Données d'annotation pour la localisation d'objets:
----------

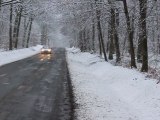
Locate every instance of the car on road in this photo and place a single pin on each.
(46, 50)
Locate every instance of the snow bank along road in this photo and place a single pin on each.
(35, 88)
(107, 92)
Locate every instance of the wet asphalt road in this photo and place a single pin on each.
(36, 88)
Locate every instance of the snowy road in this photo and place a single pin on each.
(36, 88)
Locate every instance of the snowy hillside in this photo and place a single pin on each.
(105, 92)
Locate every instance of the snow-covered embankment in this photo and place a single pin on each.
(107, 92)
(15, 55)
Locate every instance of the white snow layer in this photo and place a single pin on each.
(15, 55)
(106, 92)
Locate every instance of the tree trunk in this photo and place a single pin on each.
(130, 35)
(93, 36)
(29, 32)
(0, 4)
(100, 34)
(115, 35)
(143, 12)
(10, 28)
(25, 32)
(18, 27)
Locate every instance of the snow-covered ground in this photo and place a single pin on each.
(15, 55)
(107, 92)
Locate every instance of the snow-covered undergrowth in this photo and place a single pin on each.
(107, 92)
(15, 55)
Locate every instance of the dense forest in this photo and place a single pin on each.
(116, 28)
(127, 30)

----------

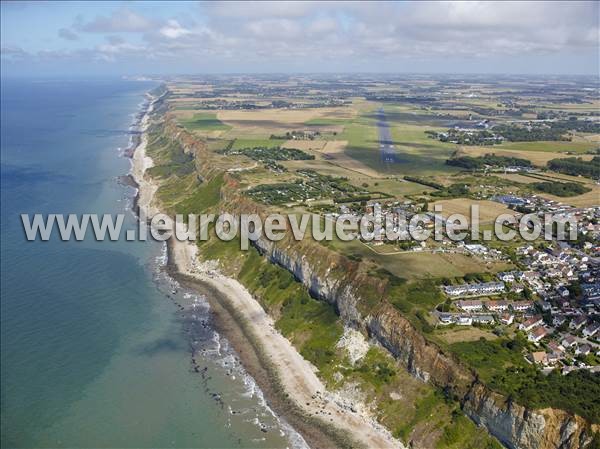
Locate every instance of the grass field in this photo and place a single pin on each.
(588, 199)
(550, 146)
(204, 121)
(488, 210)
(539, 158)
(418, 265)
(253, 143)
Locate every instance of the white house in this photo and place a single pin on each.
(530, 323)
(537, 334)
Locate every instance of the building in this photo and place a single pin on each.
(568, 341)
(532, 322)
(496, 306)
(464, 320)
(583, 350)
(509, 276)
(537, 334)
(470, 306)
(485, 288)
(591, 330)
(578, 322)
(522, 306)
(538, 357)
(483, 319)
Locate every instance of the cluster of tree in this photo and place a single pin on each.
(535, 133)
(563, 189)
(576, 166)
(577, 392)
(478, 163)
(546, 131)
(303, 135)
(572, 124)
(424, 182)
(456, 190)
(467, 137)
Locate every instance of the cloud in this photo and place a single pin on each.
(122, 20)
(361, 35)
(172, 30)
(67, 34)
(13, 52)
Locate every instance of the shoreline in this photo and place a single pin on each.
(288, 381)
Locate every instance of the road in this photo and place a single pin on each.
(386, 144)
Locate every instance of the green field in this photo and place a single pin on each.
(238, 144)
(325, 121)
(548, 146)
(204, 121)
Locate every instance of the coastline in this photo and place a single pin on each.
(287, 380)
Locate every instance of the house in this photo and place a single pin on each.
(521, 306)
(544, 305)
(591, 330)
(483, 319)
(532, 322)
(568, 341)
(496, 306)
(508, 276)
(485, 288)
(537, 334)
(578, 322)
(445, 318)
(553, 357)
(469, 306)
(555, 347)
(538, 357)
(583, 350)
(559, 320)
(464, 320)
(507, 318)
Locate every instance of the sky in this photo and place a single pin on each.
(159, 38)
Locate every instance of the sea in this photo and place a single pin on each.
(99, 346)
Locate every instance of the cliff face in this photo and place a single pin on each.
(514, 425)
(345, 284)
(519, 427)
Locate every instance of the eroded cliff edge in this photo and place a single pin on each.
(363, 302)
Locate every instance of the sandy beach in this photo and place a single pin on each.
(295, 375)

----------

OBJET DE LA TÂCHE:
Renvoyez toutes les lignes des entrées ci-dessus qui contiennent la chaîne « covered ».

RÉPONSE RÉDIGÉE:
Locate every instance of the snow-covered embankment in this photo and place a single pin on each.
Locate every instance of the snow-covered ground in this photo and place a single pin on each.
Locate every instance of the snow-covered undergrowth in this photo and place a single pin on each.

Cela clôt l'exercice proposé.